═════ RAW DATA
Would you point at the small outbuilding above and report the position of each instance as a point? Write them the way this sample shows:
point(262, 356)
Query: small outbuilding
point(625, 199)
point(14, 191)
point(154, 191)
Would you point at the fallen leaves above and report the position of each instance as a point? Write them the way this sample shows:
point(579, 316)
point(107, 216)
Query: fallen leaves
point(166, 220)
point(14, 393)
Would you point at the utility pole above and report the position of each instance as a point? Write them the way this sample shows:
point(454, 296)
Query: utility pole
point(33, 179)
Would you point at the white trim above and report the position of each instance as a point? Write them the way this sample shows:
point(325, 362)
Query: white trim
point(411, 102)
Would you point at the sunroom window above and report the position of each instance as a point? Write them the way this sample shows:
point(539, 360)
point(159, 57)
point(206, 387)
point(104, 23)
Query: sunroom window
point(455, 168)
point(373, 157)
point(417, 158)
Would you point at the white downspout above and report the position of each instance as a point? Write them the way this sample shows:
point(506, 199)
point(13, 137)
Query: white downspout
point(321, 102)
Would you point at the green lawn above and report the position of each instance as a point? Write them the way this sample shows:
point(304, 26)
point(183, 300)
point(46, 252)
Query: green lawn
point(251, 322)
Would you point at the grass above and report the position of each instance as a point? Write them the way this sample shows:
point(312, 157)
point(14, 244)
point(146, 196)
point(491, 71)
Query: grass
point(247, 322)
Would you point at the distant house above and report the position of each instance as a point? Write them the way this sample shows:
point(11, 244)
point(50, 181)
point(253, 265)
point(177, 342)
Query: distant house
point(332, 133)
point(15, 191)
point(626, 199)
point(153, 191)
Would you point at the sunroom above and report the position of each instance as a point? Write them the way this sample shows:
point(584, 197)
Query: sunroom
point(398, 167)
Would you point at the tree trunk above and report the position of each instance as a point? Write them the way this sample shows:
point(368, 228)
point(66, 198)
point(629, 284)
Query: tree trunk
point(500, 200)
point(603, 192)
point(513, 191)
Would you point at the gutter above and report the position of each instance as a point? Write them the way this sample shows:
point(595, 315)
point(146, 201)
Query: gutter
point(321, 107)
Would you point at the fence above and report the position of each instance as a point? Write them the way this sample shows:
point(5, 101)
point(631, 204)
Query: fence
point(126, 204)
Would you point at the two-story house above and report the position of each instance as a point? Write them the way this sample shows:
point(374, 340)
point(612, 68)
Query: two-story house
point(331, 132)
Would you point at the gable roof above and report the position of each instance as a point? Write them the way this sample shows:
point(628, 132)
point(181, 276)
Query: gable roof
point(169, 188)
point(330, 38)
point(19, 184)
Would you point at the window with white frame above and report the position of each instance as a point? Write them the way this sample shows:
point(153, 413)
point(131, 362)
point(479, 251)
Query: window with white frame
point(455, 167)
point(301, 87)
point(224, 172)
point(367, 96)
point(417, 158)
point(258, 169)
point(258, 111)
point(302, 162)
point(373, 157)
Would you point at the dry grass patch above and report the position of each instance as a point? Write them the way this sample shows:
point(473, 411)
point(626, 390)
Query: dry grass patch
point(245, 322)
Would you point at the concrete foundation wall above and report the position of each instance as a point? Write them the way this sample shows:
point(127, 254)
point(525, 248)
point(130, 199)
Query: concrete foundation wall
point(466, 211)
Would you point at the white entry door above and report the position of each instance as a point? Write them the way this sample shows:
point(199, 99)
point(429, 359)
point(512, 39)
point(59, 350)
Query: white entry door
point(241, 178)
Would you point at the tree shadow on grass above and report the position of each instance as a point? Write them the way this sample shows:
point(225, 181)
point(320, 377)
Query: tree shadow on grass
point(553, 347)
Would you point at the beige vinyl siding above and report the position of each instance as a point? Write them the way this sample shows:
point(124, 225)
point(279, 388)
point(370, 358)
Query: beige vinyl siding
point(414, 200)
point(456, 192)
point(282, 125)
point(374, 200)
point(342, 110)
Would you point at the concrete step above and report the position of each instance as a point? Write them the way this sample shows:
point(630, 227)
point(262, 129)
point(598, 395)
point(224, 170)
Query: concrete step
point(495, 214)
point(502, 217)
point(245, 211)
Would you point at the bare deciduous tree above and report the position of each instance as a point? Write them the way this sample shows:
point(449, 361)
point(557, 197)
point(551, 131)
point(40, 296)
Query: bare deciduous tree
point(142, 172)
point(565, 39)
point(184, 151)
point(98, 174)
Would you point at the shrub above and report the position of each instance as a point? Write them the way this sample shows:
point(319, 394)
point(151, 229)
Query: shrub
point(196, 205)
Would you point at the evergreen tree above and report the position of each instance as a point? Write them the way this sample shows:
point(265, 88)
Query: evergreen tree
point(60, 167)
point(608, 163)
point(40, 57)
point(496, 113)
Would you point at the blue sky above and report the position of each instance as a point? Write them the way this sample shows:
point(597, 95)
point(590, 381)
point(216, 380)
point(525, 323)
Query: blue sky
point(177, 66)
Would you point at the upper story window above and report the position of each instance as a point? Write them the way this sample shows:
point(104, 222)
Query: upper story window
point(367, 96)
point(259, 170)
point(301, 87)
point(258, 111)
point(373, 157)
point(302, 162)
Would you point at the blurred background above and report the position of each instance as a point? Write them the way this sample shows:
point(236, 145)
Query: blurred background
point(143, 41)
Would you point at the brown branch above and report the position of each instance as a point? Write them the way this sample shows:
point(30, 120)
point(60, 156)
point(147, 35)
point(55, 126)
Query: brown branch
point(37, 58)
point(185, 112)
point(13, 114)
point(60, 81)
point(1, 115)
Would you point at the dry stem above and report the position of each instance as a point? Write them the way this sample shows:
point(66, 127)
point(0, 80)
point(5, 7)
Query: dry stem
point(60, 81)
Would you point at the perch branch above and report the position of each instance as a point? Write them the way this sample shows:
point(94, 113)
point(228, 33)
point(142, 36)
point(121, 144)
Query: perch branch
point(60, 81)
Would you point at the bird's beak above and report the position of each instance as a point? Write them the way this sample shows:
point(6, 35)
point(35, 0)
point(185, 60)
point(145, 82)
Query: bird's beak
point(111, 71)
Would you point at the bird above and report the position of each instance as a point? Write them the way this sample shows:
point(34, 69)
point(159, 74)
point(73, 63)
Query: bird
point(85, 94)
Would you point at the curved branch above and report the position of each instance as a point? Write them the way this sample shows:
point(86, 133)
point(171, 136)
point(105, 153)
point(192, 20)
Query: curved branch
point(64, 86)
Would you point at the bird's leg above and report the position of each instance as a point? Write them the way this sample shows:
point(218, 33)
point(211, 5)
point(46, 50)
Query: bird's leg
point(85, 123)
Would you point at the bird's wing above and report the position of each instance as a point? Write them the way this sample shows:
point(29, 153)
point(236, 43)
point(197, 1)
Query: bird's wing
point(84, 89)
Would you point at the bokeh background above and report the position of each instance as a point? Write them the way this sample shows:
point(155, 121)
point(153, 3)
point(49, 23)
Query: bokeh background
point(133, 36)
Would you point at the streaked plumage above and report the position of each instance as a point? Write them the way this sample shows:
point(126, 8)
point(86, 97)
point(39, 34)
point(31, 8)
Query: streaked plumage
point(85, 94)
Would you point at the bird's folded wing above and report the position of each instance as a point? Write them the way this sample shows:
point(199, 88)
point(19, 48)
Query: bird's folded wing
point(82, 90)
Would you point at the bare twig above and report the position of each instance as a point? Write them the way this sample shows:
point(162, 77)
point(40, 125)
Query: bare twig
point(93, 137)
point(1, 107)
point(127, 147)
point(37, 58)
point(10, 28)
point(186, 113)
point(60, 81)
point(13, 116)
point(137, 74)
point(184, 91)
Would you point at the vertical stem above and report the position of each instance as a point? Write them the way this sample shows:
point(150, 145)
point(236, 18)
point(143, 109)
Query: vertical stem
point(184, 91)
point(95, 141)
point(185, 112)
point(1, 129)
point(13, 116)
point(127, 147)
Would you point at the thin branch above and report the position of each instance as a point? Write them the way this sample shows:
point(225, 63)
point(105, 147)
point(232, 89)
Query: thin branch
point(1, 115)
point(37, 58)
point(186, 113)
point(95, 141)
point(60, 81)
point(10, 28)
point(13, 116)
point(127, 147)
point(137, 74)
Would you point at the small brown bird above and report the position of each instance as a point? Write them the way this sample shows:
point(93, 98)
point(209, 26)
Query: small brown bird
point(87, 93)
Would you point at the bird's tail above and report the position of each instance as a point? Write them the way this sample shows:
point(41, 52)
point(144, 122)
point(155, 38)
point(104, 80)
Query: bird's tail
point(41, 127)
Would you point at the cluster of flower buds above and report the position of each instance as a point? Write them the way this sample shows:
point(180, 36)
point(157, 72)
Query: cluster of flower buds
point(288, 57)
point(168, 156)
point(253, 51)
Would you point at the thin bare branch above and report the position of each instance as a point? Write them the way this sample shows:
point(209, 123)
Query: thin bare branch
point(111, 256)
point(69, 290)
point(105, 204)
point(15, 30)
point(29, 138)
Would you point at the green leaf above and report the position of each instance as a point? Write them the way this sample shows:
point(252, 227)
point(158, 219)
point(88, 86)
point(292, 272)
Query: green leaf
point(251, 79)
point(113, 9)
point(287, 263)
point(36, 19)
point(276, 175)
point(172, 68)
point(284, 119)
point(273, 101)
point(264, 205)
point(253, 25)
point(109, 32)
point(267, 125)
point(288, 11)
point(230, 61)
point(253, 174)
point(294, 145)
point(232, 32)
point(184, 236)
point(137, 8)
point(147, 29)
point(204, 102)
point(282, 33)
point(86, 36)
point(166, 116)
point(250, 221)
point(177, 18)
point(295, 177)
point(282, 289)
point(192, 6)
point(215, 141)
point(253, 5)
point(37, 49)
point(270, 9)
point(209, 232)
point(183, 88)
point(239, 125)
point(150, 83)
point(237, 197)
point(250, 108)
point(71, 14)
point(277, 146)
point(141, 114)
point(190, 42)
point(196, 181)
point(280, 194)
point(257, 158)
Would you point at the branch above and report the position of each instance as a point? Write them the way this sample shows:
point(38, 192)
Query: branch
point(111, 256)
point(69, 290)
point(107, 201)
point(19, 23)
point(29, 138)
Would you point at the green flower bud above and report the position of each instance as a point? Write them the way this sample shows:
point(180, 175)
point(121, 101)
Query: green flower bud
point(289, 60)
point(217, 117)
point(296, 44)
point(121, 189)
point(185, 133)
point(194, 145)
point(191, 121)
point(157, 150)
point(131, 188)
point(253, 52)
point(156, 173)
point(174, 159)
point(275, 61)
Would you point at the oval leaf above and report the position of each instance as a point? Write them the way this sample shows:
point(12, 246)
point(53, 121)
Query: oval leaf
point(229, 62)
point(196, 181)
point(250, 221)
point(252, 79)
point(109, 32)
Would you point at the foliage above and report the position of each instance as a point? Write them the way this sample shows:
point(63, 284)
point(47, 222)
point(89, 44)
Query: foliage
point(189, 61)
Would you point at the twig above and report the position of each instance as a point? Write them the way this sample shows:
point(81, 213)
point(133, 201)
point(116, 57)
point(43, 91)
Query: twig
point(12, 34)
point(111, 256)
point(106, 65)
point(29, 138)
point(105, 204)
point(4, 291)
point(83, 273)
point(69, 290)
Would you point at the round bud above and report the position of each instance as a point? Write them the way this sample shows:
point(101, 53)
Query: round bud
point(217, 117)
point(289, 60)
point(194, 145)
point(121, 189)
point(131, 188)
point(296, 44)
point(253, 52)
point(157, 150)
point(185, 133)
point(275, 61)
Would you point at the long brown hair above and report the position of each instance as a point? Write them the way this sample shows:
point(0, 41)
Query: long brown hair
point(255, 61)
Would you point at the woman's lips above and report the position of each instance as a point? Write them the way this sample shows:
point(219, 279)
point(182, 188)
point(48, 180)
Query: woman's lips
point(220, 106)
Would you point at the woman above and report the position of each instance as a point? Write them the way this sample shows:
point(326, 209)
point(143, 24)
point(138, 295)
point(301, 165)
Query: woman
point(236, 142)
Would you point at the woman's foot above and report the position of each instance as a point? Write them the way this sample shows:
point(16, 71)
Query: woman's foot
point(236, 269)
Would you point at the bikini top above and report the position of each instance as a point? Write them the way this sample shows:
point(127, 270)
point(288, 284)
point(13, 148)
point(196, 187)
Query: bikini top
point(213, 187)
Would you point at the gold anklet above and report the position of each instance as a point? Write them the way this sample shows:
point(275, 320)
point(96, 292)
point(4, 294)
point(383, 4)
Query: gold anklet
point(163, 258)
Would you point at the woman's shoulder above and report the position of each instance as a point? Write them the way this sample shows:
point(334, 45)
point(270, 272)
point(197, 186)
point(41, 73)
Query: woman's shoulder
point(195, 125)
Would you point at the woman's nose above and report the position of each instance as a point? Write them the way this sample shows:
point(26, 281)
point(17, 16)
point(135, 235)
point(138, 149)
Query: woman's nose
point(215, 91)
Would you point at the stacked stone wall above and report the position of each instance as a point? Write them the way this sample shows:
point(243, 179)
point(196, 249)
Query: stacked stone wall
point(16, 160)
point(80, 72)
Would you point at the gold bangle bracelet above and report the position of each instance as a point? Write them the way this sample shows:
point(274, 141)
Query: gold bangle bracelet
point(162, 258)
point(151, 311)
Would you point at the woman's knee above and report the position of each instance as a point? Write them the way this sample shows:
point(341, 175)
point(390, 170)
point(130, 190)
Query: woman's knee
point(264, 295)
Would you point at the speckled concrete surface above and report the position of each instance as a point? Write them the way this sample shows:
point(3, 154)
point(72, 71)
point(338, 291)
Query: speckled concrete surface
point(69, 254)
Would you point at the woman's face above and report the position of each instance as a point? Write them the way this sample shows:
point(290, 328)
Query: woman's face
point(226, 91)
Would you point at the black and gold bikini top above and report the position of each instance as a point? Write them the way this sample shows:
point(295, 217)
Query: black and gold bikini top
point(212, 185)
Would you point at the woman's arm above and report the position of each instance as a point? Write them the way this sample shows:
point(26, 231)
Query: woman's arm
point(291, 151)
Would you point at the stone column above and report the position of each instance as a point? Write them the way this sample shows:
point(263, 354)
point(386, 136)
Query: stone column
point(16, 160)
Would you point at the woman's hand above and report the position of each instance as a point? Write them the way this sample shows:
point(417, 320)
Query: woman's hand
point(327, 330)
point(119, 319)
══════════
__REQUEST__. Could you repeat the records from the line with "Would you point at the perch" up to and including the line with "point(111, 71)", swapping "perch branch" for "tree branch" and leaving everything else as it is?

__EXERCISE SOLUTION__.
Would you point at the tree branch above and report the position of each instance as a point? Write them the way this sample shows:
point(94, 113)
point(228, 33)
point(142, 36)
point(121, 144)
Query: tree branch
point(60, 81)
Would you point at the bird's beak above and report the position of each instance as a point? Write them the way this sample shows:
point(6, 35)
point(35, 0)
point(185, 60)
point(145, 82)
Query: bird's beak
point(111, 71)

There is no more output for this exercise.